Provided records:
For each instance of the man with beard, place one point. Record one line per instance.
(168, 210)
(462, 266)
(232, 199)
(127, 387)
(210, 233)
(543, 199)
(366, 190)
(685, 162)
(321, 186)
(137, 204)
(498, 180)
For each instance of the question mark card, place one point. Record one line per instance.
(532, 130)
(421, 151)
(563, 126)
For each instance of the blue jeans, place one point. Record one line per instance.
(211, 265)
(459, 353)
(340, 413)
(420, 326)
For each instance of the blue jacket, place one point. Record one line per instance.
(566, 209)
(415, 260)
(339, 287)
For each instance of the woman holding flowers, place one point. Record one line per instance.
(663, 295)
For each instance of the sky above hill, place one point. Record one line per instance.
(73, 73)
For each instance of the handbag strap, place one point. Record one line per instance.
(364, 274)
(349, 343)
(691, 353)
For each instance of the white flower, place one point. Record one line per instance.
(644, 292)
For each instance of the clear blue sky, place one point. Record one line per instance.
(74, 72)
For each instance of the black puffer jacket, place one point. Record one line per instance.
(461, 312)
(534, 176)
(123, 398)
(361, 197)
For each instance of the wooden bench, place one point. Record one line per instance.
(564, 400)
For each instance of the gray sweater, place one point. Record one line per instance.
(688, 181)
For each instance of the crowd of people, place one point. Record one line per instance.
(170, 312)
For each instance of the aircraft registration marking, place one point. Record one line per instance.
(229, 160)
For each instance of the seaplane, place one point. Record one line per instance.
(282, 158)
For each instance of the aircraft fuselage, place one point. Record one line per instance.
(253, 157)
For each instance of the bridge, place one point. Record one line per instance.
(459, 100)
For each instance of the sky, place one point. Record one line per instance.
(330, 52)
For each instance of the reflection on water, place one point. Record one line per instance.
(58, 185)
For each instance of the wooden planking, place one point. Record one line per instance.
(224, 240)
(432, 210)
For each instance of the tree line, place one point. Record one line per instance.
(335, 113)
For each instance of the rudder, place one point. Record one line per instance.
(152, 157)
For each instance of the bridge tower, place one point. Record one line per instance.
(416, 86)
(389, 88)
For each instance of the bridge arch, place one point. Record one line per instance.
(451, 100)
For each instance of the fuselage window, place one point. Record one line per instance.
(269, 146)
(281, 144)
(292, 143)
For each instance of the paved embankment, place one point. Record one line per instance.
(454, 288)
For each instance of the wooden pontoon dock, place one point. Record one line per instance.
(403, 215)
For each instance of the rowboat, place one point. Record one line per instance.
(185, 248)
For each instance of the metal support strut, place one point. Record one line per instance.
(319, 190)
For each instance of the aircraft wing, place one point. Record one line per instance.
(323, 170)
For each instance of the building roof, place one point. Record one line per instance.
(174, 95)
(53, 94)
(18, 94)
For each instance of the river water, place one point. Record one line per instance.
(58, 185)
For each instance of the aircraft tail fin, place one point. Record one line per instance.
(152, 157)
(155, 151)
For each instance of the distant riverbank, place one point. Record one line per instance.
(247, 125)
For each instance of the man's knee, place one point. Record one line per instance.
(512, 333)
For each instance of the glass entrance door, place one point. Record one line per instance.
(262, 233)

Problem description:
Copy each line of the data above without altering a single character.

Solution to the problem:
For each instance of the man with beard, place one point. Record one line per instance.
(168, 210)
(462, 266)
(232, 199)
(127, 387)
(210, 233)
(543, 199)
(366, 190)
(685, 162)
(321, 186)
(137, 204)
(498, 180)
For each instance of the question mark card, place one point. Record one line per instance.
(532, 130)
(421, 151)
(563, 126)
For each instance of the blue jeans, place one point. Record one line per instance.
(211, 265)
(459, 353)
(340, 413)
(420, 326)
For each instance of the blue jacket, place one point. Record one line per instance.
(566, 209)
(415, 260)
(339, 287)
For each instance of the woman holding flowers, place one point. Record one line per instance.
(663, 295)
For each instance of the sky above hill, place one point. Record one line per instance.
(73, 73)
For each instance of the handbag strap, place one point. Record one line per instance.
(364, 274)
(349, 343)
(691, 353)
For each instance of the white flower, place one point. Record one line per instance.
(644, 292)
For each instance of the clear blue sky, place one point. Record one line per instance.
(74, 72)
For each instance of the black puffer jacket, place one point. Record one line per instance.
(461, 312)
(534, 176)
(123, 398)
(361, 197)
For each instance of the wooden bench, place one point. Record one line per instance.
(564, 400)
For each instance of the gray sweater, place one point. Record one line per instance.
(688, 181)
For each instance of the crowd of people, place one point. Record one line per instance.
(170, 312)
For each instance of the aircraft registration marking, place one point. Record one line per instance.
(229, 160)
For each instance of the seaplane, place one point. Record one line per instance.
(282, 158)
For each instance of the aircraft fuselage, place one point. Record one line per instance.
(253, 157)
For each instance of the bridge, place one point. Record one line per instance.
(459, 100)
For each instance of the sky, place one point. Record one line per instance.
(330, 52)
For each instance of the reflection on water, place one point. Record one line per instance.
(58, 185)
For each instance of the wooden planking, place one point. Record one line per instance.
(224, 240)
(432, 210)
For each instance of the tree line, place one point. Record one line per instance.
(335, 113)
For each instance of the rudder, place one point. Record one line per instance.
(152, 157)
For each instance of the bridge tower, place one point. Record one line per instance.
(416, 86)
(389, 88)
For each instance of the bridge arch, place one point. Record one line per instance.
(451, 100)
For each instance of the fuselage window, place one point. Record one line per instance.
(269, 146)
(281, 144)
(292, 143)
For each instance of the paved embankment, place one point. Record one line per instance.
(454, 288)
For each instance of the wooden pontoon dock, place one point. Record one line per instance.
(403, 215)
For each instance of the rowboat, place one point. Record one line per instance.
(185, 248)
For each instance of the metal support strut, place one point. Record one line per instance.
(319, 190)
For each instance of the aircraft wing, place one point. Record one line per instance.
(323, 170)
For each instance of the building roof, place one point. Record one line per instance.
(174, 95)
(53, 94)
(18, 94)
For each instance of the river water, place one point. Record one line per instance.
(58, 185)
For each instance of the aircraft tail fin, place one point. Record one line per instance.
(152, 157)
(155, 151)
For each instance of the distant riverbank, place one point. Record one line per instance.
(247, 125)
For each instance of the man's knee, place one point. Record one line per instance.
(512, 333)
For each instance of the glass entrance door, place one point. Record one line per instance.
(262, 233)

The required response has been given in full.